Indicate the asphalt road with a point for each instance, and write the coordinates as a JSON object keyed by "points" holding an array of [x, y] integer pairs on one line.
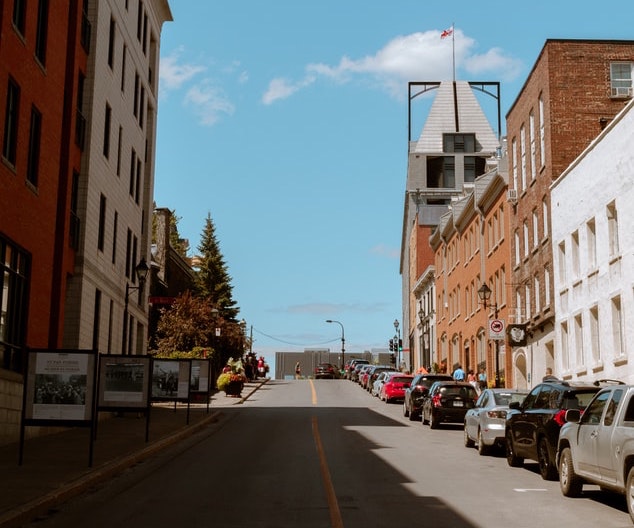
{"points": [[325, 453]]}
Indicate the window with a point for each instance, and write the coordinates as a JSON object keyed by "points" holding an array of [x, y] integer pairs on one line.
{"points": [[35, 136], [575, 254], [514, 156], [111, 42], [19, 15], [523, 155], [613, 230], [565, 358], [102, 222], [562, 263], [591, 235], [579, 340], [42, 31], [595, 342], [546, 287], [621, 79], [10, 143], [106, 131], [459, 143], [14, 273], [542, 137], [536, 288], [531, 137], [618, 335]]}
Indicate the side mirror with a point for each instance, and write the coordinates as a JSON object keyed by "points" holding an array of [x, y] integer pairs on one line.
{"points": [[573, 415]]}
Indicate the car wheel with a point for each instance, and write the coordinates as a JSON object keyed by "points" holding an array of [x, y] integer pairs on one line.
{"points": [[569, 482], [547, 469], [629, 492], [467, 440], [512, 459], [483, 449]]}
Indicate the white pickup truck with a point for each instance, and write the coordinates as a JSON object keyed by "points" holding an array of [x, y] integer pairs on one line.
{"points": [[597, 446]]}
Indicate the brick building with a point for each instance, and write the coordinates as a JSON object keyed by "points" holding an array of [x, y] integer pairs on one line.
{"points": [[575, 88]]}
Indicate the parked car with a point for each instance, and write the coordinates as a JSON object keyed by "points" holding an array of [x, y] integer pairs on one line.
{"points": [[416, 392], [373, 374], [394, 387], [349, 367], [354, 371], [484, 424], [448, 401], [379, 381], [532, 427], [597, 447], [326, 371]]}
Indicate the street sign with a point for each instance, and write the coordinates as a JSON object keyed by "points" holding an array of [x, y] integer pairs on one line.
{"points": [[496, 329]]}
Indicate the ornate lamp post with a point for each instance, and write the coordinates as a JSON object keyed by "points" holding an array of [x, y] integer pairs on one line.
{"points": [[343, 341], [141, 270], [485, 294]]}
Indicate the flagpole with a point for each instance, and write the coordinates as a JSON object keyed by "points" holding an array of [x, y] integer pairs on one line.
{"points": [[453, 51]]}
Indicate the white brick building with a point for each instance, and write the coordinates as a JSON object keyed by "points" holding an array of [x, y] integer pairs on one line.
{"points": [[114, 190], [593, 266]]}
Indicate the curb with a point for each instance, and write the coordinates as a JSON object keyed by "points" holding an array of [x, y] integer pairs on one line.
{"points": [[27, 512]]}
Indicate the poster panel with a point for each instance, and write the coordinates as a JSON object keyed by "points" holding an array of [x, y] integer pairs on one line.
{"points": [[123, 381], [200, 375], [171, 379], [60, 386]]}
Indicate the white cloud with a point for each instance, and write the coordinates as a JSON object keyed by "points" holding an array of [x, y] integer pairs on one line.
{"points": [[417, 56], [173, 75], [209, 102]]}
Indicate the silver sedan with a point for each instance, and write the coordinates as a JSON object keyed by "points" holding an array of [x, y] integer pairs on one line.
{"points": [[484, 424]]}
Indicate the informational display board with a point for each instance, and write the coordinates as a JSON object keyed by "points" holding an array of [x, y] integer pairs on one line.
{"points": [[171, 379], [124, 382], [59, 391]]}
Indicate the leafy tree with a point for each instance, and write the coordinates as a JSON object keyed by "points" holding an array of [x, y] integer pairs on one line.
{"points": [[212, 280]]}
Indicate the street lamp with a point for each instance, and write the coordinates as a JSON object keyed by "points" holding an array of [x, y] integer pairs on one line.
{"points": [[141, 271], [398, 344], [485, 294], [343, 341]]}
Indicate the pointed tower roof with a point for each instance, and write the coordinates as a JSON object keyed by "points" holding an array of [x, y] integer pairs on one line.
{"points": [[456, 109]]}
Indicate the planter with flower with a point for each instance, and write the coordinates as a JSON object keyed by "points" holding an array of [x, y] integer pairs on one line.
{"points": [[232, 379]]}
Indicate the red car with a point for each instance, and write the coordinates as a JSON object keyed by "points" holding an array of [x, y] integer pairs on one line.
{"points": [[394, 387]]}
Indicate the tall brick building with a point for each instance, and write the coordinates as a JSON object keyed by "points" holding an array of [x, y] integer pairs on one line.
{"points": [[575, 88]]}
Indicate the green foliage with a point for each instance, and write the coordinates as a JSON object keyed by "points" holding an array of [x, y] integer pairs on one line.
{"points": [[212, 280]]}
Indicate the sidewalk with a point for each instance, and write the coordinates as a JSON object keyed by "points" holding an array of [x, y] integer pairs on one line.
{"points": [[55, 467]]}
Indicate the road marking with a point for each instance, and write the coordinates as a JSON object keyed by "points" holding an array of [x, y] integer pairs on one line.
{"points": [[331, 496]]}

- - -

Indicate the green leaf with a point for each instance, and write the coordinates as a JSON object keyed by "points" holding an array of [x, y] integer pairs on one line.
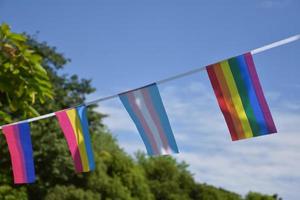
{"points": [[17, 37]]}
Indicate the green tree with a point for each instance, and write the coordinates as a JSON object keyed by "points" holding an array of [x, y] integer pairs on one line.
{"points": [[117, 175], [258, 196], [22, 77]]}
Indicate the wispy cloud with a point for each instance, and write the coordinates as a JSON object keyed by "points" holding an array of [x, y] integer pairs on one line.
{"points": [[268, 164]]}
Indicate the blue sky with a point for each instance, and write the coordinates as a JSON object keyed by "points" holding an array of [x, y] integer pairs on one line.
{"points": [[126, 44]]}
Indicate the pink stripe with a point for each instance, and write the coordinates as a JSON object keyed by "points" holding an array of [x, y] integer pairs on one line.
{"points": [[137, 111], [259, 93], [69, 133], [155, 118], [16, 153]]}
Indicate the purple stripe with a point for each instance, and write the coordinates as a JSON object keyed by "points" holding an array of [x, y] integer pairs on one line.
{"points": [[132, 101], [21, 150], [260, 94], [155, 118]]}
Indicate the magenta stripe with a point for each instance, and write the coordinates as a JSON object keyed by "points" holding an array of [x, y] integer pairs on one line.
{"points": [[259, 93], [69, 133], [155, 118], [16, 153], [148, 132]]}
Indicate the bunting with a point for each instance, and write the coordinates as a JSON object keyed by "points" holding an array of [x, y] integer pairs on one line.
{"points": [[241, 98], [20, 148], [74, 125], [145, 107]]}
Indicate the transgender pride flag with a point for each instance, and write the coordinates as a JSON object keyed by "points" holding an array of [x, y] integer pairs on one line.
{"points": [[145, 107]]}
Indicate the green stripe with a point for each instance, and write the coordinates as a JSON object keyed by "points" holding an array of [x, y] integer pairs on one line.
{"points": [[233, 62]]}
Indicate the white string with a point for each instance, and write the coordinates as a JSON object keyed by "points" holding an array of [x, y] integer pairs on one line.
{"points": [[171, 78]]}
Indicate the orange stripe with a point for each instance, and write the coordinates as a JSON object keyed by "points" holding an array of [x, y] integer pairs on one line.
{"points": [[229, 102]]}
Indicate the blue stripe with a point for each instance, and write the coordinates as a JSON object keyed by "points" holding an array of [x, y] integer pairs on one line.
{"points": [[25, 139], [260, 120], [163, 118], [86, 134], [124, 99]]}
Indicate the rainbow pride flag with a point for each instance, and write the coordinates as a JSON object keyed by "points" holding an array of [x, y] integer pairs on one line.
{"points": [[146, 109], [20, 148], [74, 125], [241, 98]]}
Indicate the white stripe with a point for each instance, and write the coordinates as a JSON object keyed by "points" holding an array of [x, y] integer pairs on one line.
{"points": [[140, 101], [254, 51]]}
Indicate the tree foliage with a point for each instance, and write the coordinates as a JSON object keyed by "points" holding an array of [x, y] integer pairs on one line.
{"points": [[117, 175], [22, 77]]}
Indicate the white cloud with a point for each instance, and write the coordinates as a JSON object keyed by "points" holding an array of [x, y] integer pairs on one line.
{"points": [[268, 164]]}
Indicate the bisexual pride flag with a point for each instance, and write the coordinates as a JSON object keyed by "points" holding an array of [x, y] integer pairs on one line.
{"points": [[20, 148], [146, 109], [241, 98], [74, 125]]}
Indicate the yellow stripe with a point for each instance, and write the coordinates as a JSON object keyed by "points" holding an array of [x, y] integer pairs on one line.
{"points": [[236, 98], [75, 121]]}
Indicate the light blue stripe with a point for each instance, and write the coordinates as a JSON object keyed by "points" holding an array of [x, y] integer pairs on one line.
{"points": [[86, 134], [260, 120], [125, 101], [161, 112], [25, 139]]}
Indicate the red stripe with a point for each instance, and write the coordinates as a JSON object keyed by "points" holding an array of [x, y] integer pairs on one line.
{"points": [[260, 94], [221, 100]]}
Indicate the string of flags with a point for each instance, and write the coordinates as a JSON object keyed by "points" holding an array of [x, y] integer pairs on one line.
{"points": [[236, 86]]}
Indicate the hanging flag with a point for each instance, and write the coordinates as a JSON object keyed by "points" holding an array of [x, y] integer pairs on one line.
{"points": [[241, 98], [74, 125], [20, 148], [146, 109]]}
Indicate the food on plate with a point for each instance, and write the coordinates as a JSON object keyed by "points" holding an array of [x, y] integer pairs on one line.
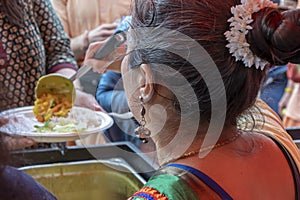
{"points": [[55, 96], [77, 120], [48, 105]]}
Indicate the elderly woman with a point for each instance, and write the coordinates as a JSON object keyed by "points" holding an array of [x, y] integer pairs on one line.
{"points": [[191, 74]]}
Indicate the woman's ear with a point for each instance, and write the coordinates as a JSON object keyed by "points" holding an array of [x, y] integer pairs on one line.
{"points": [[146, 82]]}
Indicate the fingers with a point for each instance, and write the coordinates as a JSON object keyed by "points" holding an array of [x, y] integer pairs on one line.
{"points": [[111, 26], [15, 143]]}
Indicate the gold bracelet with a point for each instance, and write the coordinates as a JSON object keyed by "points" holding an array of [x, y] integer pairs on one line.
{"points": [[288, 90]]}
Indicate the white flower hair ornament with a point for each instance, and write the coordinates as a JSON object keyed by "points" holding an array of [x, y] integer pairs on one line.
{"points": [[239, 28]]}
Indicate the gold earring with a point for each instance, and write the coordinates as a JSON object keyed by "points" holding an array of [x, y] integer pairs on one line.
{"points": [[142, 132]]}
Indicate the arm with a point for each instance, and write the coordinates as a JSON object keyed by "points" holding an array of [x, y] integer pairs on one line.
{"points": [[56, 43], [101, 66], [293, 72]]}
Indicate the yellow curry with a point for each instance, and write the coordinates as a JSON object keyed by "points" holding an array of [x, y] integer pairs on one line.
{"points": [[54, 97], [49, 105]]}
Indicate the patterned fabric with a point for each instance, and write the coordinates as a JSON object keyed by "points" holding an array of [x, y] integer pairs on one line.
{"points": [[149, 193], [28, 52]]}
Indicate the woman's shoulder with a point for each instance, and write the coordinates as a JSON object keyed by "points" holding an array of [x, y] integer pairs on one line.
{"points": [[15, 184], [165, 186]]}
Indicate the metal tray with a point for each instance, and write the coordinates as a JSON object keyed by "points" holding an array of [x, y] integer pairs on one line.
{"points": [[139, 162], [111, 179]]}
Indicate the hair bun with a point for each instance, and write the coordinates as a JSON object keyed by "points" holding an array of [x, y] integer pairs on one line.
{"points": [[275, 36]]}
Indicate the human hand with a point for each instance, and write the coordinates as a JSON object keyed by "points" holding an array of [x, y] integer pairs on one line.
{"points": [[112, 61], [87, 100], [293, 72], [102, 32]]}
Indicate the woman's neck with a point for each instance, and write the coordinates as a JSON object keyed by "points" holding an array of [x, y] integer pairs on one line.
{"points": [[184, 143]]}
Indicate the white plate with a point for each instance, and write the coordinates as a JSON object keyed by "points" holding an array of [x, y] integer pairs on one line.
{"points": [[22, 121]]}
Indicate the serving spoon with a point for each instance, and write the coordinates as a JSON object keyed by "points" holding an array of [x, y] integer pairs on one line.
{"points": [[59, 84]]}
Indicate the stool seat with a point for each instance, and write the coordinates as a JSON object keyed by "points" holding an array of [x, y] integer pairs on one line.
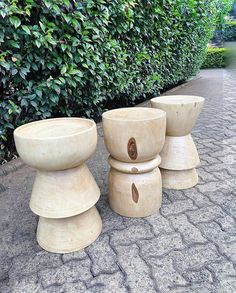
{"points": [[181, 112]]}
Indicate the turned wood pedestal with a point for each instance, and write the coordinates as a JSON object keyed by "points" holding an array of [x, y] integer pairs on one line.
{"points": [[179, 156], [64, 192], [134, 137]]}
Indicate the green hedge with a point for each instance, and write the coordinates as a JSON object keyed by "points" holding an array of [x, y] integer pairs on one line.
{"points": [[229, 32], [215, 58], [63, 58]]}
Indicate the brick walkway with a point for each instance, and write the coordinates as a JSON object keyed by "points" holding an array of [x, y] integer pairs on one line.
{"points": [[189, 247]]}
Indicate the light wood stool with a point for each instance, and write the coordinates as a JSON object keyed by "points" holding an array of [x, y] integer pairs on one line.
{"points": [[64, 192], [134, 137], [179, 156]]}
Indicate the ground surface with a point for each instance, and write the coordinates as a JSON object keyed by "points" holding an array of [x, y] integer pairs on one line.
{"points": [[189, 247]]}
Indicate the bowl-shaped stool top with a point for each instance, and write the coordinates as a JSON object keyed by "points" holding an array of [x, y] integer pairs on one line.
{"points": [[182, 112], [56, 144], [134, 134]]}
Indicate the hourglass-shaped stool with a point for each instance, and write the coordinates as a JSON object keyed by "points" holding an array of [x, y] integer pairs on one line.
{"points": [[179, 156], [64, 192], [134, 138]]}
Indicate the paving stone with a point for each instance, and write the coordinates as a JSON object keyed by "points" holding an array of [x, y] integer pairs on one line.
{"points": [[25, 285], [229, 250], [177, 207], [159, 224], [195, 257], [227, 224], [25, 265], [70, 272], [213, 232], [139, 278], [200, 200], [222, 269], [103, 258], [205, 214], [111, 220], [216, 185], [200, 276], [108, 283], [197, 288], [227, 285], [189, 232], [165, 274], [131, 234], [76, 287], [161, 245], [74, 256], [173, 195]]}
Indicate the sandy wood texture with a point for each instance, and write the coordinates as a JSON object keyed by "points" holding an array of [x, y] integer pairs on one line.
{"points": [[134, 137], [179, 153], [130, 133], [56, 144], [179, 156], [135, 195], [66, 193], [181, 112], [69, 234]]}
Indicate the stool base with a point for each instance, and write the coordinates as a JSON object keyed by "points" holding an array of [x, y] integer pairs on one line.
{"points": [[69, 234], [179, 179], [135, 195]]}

- - -

### TASK DESCRIPTION
Please count the lines above that contain the string "shaped", and reply with the number alone.

### TASK OUTPUT
2